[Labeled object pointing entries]
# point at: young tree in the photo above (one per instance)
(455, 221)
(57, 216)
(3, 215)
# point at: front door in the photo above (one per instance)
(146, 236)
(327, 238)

• Written task: Print all of the lines above again, unchanged.

• Output:
# point at: young tree in the photo above (one per instance)
(455, 221)
(57, 216)
(3, 215)
# point at: front door in the photo above (one per instance)
(146, 236)
(327, 238)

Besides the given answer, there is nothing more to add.